Stated exercise - Reproduce verbatim the rows from the line containing "Target: yellow flower petal cluster" through the line containing "[[[52,3],[50,6],[50,14],[53,17],[62,18],[67,15],[69,7],[63,2]]]", with both of those lines included.

Supplied information -
------------------------------------------------------------------------
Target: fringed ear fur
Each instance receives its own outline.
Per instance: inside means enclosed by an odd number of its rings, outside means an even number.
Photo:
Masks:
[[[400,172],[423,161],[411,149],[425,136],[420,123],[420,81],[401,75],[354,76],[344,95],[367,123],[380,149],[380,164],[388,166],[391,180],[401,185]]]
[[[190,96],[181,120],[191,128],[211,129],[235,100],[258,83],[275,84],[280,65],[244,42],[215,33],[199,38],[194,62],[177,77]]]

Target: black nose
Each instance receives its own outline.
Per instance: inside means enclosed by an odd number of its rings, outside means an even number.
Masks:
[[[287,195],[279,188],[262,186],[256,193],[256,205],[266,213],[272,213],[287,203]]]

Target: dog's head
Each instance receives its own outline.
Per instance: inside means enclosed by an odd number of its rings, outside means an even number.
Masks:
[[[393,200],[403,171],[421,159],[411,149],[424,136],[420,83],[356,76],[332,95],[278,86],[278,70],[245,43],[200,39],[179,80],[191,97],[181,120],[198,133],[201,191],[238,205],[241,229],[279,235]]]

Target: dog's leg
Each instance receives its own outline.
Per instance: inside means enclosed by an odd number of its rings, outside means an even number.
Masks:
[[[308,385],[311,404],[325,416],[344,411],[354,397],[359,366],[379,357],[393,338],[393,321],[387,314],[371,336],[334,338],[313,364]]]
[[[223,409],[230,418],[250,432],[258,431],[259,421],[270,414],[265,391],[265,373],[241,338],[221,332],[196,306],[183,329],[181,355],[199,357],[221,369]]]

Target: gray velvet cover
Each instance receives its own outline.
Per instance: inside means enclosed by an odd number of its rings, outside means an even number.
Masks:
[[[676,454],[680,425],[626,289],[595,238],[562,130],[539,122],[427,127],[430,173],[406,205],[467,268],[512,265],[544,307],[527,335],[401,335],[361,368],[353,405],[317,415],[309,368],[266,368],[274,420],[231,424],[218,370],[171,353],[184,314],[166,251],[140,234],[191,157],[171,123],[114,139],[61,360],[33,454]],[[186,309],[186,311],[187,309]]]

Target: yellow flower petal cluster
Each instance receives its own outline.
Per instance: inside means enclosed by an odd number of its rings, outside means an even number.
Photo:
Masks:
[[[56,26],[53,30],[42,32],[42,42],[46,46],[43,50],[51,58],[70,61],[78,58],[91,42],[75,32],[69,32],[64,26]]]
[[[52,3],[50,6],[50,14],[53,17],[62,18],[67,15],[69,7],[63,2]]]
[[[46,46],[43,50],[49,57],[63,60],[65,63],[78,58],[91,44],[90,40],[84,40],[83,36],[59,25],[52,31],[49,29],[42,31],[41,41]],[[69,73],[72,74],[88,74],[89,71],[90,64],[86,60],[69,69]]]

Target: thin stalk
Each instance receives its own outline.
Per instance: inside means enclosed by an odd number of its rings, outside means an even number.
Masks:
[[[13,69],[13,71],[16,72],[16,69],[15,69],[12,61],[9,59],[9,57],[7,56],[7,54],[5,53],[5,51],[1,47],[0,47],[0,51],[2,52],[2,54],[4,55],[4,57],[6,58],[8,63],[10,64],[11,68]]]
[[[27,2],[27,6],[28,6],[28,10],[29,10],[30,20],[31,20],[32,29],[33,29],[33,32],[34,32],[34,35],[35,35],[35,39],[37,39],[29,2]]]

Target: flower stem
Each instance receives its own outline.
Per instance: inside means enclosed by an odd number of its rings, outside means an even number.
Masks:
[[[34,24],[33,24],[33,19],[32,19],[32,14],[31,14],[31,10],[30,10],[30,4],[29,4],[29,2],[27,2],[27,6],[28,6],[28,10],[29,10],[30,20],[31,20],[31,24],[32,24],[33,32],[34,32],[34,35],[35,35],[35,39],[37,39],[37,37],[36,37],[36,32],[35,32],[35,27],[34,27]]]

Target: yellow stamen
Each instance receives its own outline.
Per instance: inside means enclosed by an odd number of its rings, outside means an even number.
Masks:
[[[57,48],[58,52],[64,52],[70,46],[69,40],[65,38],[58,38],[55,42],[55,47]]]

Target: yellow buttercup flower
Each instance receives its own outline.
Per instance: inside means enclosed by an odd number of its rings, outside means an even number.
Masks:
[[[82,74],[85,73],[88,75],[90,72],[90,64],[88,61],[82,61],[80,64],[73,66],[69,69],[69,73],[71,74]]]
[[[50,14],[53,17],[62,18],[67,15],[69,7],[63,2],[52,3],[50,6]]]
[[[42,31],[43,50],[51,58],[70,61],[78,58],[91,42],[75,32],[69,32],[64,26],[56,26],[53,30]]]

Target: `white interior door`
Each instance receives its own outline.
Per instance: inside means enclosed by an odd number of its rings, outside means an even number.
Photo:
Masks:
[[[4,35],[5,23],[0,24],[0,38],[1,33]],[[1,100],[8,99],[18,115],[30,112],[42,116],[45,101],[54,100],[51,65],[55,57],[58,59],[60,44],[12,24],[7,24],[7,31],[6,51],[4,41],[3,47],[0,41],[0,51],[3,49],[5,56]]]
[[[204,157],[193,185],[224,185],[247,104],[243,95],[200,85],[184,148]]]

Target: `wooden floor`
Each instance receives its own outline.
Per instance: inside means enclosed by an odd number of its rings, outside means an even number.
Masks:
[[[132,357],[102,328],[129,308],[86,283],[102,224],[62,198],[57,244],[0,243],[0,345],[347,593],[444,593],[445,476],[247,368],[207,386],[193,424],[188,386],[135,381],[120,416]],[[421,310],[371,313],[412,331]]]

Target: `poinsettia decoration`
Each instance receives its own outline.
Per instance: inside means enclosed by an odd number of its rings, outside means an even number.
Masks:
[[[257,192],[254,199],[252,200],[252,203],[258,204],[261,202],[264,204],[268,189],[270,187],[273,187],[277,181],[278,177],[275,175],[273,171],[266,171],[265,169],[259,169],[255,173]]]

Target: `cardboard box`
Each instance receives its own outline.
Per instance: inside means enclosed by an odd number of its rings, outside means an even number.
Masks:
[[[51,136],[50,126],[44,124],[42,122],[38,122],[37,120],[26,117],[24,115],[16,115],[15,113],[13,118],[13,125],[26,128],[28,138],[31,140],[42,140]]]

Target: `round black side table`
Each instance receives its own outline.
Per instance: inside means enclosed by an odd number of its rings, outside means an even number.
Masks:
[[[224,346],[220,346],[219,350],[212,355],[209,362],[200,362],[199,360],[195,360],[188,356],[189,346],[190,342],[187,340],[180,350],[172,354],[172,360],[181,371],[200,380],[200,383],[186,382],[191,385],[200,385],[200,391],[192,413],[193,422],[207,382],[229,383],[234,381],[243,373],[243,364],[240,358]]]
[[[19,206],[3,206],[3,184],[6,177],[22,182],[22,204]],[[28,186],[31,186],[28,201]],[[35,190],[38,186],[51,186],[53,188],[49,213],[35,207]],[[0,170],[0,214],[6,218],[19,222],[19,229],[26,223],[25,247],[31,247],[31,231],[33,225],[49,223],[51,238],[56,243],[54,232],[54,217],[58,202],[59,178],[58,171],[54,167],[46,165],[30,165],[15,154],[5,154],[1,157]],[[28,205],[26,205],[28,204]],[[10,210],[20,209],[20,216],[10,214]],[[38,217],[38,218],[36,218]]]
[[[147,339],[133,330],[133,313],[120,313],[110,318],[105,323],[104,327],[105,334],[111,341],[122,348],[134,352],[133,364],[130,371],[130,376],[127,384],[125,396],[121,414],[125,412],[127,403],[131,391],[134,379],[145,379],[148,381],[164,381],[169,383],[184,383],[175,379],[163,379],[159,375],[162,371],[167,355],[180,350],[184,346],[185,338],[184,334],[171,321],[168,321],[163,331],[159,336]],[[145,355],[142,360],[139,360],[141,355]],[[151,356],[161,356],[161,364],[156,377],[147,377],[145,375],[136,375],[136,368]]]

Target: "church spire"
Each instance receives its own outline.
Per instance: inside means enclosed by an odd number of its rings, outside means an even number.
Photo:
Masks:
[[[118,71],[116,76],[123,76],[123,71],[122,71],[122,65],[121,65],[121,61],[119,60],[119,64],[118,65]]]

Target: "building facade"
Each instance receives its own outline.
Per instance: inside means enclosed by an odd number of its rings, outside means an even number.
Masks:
------------------------------------------------------------------------
Result of the task -
Target: yellow flower petal cluster
Each instance receives its own outline.
Per instance: inside means enclosed by an odd number of its rings, outside means an even number.
Photo:
Masks:
[[[56,26],[53,30],[42,32],[42,42],[46,46],[43,50],[51,58],[70,61],[78,58],[91,42],[75,32],[69,32],[64,26]]]
[[[52,3],[50,6],[50,14],[53,17],[62,18],[67,15],[69,7],[63,2]]]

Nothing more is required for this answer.